#### COMPITO 1
Nel testo sull'esperienza religiosa, chi sono i due dottori mistici per eccellenza?
#### COMPITO 2
Prosegui il testo sull'esperienza religiosa a partire dall'ultima frase riportata.

L’«ESPERIENZA RELIGIOSA» O
«MODERNISMO» DI MASSA
Gli attuali cosiddetti “movimenti” religiosi, sui quali insipientemente alcuni membri della Gerarchia pongono le loro speranze per il futuro della Chiesa, sono in realtà forme di modernismo popolare, fondati come sono su una falsa “esperienza religiosa” nella quale le virtù teologali sono soppiantate da un sentimentalismo emozionale ed illusorio.
La vera esperienza religiosa
Padre Cornelio Fabro (+1999) nella “Enciclopedia Cattolica” (Città del Vaticano, 1950, voce “Esperienza religiosa”, vol. V, coll. 601-607) spiega che l’esperienza religiosa è un certo “contatto” che la coscienza umana cerca di avere con Dio. Vi è, però, una nozione di esperienza religiosa ortodossa e conforme alla sana teologia ed altre eterodosse.
La nozione ortodossa di esperienza religiosa coincide con la mistica o terza via dei ‘perfetti’, studiata dalla patristica[1], poi dalla scolastica[2] ed infine dai dottori mistici per eccellenza: S. Teresa d’Avila (+1582) e S. Giovanni della Croce (+1591). In tempi recenti il p. Reginaldo Garrigou-Lagrange (+1964) in Perfezione cristiana e contemplazione[3] e ne Le tre età della vita interiore preludio di quella del cielo: trattato di teologia ascetica e mistica[4] ha sistematizzato e sintetizzato la dottrina cattolica sulla natura della vera mistica[5]. La vera esperienza religiosa supera ogni falsa ‘immanenza’, qualsiasi tecnica esoterico-gnostica o filosofia orientaleggiante, per la quale l’uomo si illude di poter giungere all’auto-divinizzazione tramite le proprie forze. Dio, infatti, è Trascendente e quindi naturalmente irraggiungibile perché infinitamente distante da ogni capacità creata, sia angelica che umana. Egli è Creatore libero e Redentore per sua spontanea volontà, da nulla obbligato o necessitato. Dio è ‘presente’[6] in ogni luogo, dunque anche nell’uomo, e non viceversa, come vorrebbe la concezione antropocentrica o immanentistica (v. sì sì no no, 15 febbraio 2010, “teocentrismo o antropocentrismo”), secondo la quale l’uomo è in Dio e coincide necessariamente con Lui.

#### DATI FORNITI
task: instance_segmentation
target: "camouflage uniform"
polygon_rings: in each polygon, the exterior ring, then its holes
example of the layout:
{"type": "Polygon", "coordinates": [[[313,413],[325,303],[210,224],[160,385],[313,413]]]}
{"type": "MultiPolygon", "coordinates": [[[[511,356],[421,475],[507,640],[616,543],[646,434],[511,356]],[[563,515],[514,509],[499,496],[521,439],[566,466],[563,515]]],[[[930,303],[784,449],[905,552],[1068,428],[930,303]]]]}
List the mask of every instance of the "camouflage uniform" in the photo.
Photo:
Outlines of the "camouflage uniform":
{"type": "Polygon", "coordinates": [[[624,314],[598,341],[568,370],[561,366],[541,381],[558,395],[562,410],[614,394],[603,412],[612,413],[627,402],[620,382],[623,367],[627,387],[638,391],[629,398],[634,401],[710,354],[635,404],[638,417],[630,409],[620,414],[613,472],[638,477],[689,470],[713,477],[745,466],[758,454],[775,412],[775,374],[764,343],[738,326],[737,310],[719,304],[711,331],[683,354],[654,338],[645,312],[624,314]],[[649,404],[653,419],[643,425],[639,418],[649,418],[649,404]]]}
...
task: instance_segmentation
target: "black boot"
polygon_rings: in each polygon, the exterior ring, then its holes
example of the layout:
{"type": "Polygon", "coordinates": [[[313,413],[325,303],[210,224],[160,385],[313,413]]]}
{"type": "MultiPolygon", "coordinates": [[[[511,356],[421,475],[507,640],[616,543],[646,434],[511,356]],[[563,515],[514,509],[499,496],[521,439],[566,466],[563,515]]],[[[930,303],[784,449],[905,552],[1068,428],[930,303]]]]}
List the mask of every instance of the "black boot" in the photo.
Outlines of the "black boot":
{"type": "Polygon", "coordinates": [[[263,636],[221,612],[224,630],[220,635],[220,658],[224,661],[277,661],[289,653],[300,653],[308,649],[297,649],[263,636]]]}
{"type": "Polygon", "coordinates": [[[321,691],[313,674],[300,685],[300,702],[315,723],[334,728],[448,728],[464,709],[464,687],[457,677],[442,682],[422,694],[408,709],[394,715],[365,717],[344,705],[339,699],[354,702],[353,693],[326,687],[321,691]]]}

#### RISPOSTA ATTESA 1
Santa Teresa d'Avila e San Giovanni della Croce.

#### RISPOSTA ATTESA 2
Oltre la ‘presenza naturale’ di Dio o Onnipresenza (per essenza, potenza e saggezza)[7], vi è una ‘presenza spirituale’ o razionale di Dio nell’intelletto dell’uomo, che, partendo dalle creature, mediante un sillogismo, risale al Creatore come Causa prima e Lo ama di amore naturale. Infine vi è la ‘presenza soprannaturale’ di Dio nell’anima dei giusti, tramite la grazia santificante[8], la quale rende l’uomo realmente partecipe della vita divina. Dio si è Incarnato e ci ha redenti per pura misericordia, la quale esclude ogni tecnica catartica o purificazione iniziatica da parte dell’uomo (v. sì sì no no, “Modernismo e occultismo”, luglio 2009, pp.1-3). Inoltre Dio, essendo Persona, vive una relazione personale ad intra e vuole, ad extra, far partecipare della sua vita le creature ragionevoli.
Ad intra il Padre, conoscendosi, genera il Figlio, Verbo o Idea del Padre; il Verbo a sua volta conosce il Padre e da tale mutua conoscenza nasce un Amore sostanziale e vicendevole, che è lo Spirito Santo, il quale procede (o spira) dal Padre e dal Figlio[9].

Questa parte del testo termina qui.